§ WHAT NEEDS TO BE DONE:
Copy the section of the archaeology text below that begins with the words containing "Game players’ willingness" and ends with "with market economies.". Substitute "anonymous partner" for "unknown partner" throughout.

Drawing of the QAR from the Project’s 1999 management plan.

This Week in Experimental Archaeology

Twenty German college students are spending the summer living and training as Roman gladiators:

The student warriors, who are all studying various disciplines at the university, won’t be eating pizza, hamburgers or steaks during their training. Instead they’ll have berries and white beans on their plates as the ancient Roman doctor Galen recommended in his texts.

They will also learn to fight wearing bronze helmets that weigh almost five kilogrammes at a camp that won’t allow girlfriends, showers, or washing machines.

“For me it’s a welcome change from sitting in front of the computer,” said athletic archaeology student Martin Schreiner.

He and the other gladiators are already training together four days a week. Following the summer training camp the group plans to perform at the former Roman army camp Carnuntum in Austria.

The worst part of the experience will be the food. Gladiators ate a vegetarian diet consisting largely of a barley gruel. The fat gain from the starchy carbs is believed to have acted as a shield against blows and cuts received in the arena. [via HistoryTweeter]

Next on deck: a group of economists and anthropologists believe agriculture precipitated market economies because surpluses forced people to associate with others outside their social sphere:

To arrive at this conclusion, the team set up money-swapping games played by people from small societies around the world — farmers, hunter-gatherers, seaside foragers, livestock herders, and wage laborers — and looked at how each group divvied up resources.

Participants who regularly have to deal with outsiders treated strangers more fairly, sharing a pool of money or valuables more equally, the team found.

Game players’ willingness to split up resources fairly with an unknown partner rose sharply with their “market integration,” or the extent that they lived in communities with market economies.

I’m generally dubious of these sorts of games and models since I suspect the rules often support pre-established conclusions. In this case, the people with higher “market integration” may have been fairer to strangers simply because they were more familiar with the trading process itself.

In addition, participants from the largest communities were most likely to punish players whom they regarded as offering unfair deals. That meant canceling the deal and getting nothing or paying part of one’s own pool of money to cause an even bigger loss for the unfair player.

That’s not good news for traditional economic theories that regard self-interest as the engine of commerce. If those theories are right, players should take whatever someone else gives them, because that’s better than nothing.

Wrong. One of the most common misconceptions of capitalism is that individuals are motivated by material gain alone. “Self-interest” is not the same as “greed.” If a man spends a lot of money at a bar trying to pick up a woman, he’s still working in his self-interest. Other desires — like love or sex or vengeance — may outweigh the desire for wealth within the breast of an individual. It’s a mistake made not just by journalists but by economists as well. A lot of people seem to think of markets as robotic abacuses, with beads shuttling back and forth in a logical manner, but I’m always surprised at how often pure emotion fuels the economy, particularly the stock market.

Trade led to market economies because people began to trade — I think the writer garbled the point, although maybe the researchers did too. The belief in archaeology is that agriculture led to larger, fixed populations, which led to more complex societies featuring skill specialization, which often led to market economies because specialized individuals had to trade with each other to obtain things they could no longer produce for themselves.

Point-per-instance localization data
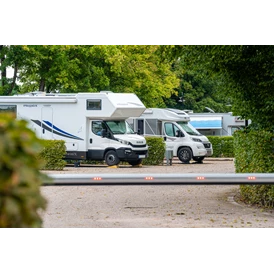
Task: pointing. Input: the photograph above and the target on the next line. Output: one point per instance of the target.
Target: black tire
(111, 158)
(135, 162)
(185, 154)
(199, 159)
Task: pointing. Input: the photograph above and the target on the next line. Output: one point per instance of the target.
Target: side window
(169, 129)
(97, 127)
(94, 104)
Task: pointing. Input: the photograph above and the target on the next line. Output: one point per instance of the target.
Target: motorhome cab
(93, 125)
(180, 136)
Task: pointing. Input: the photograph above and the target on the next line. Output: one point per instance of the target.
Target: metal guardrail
(160, 179)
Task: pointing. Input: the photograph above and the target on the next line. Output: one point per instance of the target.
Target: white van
(180, 136)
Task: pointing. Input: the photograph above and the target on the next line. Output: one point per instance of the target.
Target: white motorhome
(93, 125)
(180, 136)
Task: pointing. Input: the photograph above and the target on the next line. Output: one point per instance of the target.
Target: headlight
(196, 140)
(123, 141)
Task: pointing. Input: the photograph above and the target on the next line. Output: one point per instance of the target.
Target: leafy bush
(254, 154)
(52, 154)
(20, 176)
(156, 151)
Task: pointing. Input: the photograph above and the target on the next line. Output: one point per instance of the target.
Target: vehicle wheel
(185, 154)
(198, 159)
(111, 158)
(135, 162)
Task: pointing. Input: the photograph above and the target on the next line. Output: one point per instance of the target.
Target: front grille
(140, 152)
(207, 145)
(138, 146)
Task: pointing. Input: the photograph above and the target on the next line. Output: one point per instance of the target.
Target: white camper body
(180, 136)
(79, 118)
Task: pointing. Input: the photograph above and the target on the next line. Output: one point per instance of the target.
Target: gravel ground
(152, 206)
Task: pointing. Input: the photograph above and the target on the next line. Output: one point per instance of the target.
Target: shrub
(20, 176)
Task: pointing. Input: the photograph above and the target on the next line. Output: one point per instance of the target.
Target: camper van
(93, 125)
(180, 136)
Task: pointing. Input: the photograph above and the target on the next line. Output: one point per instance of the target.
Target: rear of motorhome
(93, 125)
(180, 136)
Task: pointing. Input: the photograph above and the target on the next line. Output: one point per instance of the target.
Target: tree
(247, 71)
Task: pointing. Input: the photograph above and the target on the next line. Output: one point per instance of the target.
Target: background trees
(224, 78)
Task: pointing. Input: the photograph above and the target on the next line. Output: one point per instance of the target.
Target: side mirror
(104, 133)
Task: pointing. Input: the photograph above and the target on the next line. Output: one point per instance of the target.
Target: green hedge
(52, 154)
(156, 151)
(222, 146)
(254, 154)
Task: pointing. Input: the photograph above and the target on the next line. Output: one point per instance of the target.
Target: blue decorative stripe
(51, 128)
(207, 124)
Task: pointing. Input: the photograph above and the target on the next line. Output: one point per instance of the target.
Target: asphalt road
(151, 206)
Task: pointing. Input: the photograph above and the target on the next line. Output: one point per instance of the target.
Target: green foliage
(254, 151)
(254, 154)
(52, 154)
(20, 176)
(247, 75)
(156, 151)
(222, 146)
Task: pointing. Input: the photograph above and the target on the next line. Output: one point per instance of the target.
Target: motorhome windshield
(189, 128)
(120, 127)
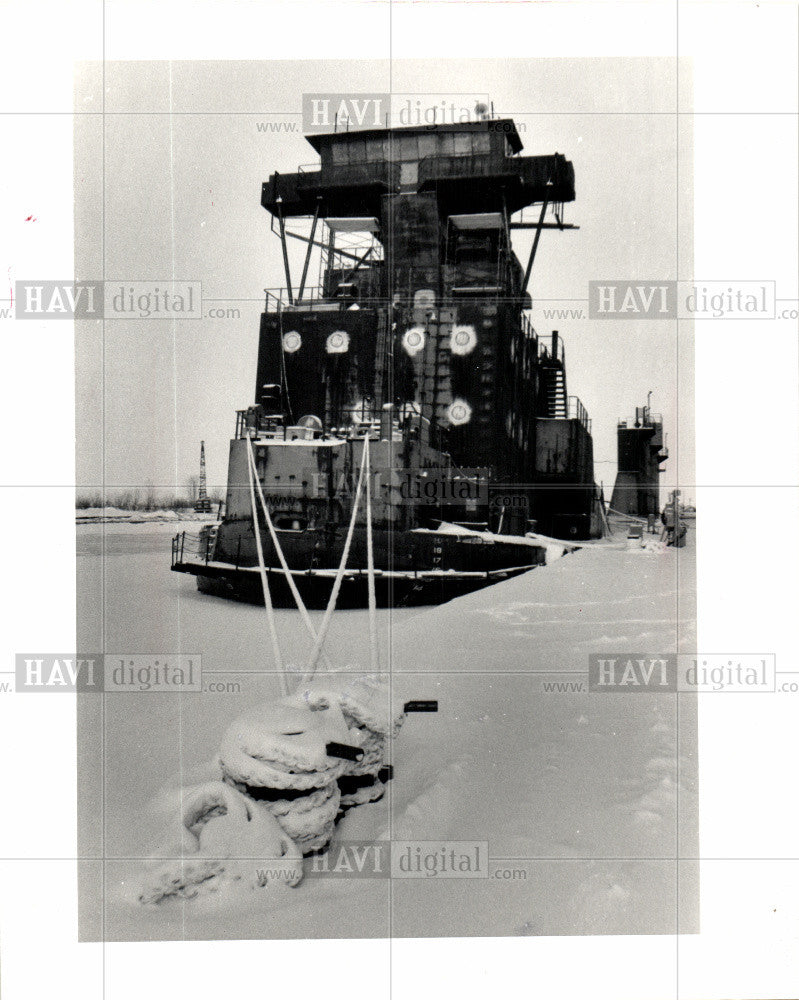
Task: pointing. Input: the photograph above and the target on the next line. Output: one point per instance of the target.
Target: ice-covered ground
(585, 800)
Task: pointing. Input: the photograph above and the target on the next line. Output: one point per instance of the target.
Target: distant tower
(202, 505)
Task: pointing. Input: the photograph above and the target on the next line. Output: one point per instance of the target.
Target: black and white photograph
(401, 414)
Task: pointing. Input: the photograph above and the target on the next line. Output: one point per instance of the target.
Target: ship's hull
(412, 567)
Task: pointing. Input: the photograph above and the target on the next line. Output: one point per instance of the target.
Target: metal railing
(649, 420)
(381, 173)
(576, 411)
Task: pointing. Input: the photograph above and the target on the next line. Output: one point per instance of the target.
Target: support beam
(534, 247)
(308, 253)
(323, 246)
(543, 225)
(282, 222)
(361, 260)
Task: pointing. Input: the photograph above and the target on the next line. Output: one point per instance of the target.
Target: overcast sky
(182, 197)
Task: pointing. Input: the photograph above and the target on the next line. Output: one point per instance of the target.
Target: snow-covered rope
(270, 611)
(370, 565)
(279, 549)
(331, 604)
(631, 517)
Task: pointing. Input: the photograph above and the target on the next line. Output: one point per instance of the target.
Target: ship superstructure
(408, 323)
(641, 453)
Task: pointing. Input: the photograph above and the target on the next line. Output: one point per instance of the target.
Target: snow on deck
(576, 793)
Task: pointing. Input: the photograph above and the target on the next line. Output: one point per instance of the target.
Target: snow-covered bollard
(222, 838)
(366, 703)
(283, 756)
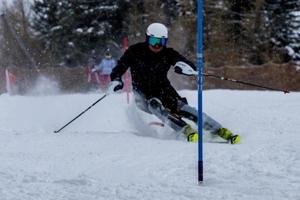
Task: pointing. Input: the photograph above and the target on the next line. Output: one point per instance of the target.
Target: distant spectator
(104, 68)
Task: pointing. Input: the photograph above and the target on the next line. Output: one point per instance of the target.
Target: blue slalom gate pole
(200, 65)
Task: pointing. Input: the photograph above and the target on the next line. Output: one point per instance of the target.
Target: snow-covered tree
(72, 29)
(283, 22)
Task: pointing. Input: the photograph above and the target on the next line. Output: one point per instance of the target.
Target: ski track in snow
(102, 155)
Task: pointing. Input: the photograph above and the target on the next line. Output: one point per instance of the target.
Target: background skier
(149, 63)
(104, 68)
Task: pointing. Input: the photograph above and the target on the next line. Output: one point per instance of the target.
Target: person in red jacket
(149, 63)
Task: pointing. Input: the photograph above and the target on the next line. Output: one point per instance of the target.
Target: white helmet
(157, 30)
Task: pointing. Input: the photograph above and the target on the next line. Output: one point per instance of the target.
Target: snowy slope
(102, 155)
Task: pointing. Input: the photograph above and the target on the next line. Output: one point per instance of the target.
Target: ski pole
(80, 114)
(243, 82)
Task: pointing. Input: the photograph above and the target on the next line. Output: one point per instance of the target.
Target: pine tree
(73, 29)
(283, 22)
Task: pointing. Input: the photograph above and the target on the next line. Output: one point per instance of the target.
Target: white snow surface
(103, 156)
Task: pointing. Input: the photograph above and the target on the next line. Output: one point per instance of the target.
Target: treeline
(55, 33)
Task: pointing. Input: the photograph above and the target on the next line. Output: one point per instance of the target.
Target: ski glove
(183, 68)
(114, 86)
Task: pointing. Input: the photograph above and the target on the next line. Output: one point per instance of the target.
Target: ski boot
(227, 135)
(191, 134)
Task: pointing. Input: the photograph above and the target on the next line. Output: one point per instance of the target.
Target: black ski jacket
(149, 70)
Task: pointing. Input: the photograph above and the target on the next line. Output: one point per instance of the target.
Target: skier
(149, 63)
(104, 68)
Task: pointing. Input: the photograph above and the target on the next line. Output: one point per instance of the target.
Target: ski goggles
(153, 41)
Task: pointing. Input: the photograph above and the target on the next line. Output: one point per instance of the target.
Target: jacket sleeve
(176, 57)
(122, 65)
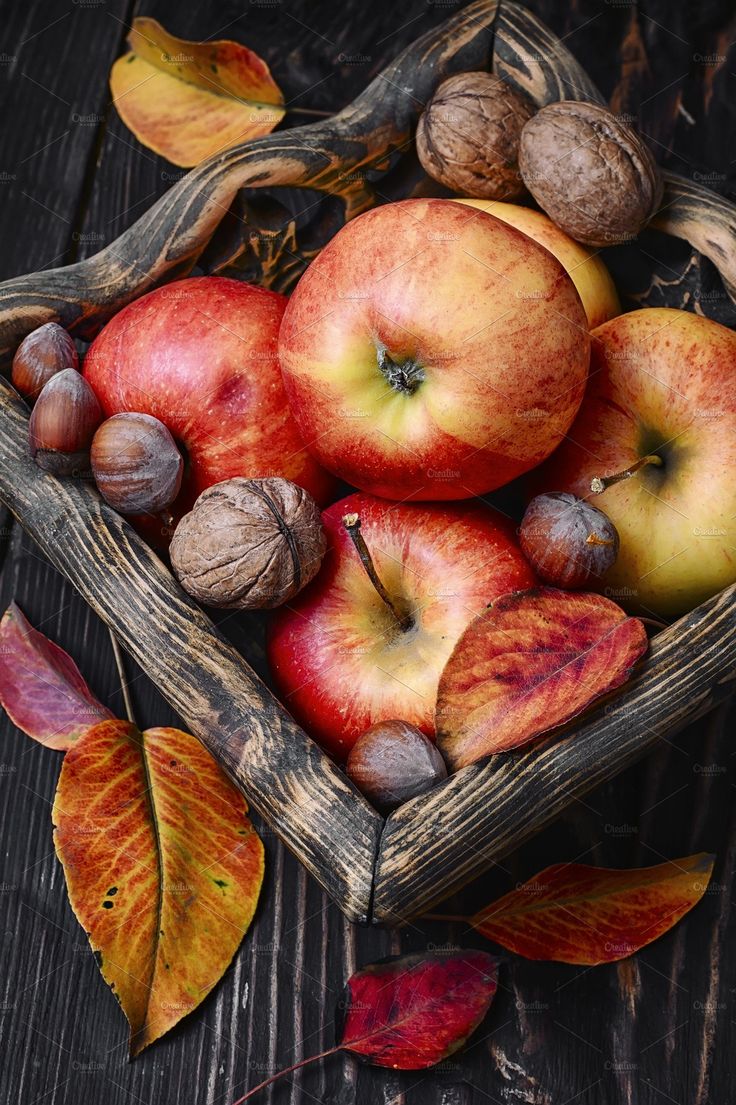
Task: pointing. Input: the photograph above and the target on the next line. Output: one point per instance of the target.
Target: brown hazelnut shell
(44, 351)
(393, 761)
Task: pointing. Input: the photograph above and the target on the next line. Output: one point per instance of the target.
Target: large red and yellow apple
(343, 660)
(662, 386)
(200, 355)
(588, 273)
(432, 351)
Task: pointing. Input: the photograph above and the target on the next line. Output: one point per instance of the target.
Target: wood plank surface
(654, 1029)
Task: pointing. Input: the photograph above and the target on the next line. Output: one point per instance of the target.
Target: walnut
(249, 544)
(590, 172)
(468, 136)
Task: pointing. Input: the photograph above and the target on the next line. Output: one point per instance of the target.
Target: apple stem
(351, 523)
(598, 484)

§ WRITTEN REPLY:
Game players’ willingness to split up resources fairly with an anonymous partner rose sharply with their “market integration,” or the extent that they lived in communities with market economies.